Required work - The records that follow are to be given again exactly.

<<<<

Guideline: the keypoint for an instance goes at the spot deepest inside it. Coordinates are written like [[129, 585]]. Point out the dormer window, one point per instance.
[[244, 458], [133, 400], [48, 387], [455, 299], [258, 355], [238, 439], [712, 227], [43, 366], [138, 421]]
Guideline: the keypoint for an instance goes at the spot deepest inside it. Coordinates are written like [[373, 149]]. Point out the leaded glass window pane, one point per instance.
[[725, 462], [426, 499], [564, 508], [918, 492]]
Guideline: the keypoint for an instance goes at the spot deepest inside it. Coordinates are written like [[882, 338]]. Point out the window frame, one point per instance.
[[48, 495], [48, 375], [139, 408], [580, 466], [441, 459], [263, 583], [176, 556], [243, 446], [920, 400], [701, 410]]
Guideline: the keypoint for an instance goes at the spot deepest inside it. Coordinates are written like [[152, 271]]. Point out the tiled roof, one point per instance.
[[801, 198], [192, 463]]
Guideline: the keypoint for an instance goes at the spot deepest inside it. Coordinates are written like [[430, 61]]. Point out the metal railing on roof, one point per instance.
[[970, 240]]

>>>>

Exercise solution -
Guideline: the keypoint for an instance goes at the spot deepest inside it. Coordinates are written like [[129, 585]]. Point out the dormer window, one point per instance.
[[244, 458], [133, 400], [48, 387], [455, 299], [258, 355], [238, 439], [712, 227], [43, 366], [138, 421]]
Guideline: the keypoint for an instance goes at the spot deepest inside it. Coordinates are written like [[373, 149]]. Point out the leaded glass window pane, one point per instance.
[[725, 462], [426, 499], [564, 508], [918, 492]]
Guideline: the keypoint for an instance goes at the spot deepest inside it. Coordinates are written like [[882, 338]]. Point out the window frame, one point per instance.
[[48, 495], [48, 375], [139, 408], [580, 466], [441, 459], [263, 583], [176, 556], [243, 446], [920, 400], [701, 410]]
Guideline: the keypoint for an instance goes at the spot deepest inside it. Coordinates are written like [[152, 271]]. Point out the tiled roof, one point per instance.
[[801, 198], [192, 463]]
Guideline: the keypoint for an instance goes at the spot deepest inside it. Coordinates are written like [[430, 61]]. Point out the metal railing on roof, one point per instance.
[[970, 240]]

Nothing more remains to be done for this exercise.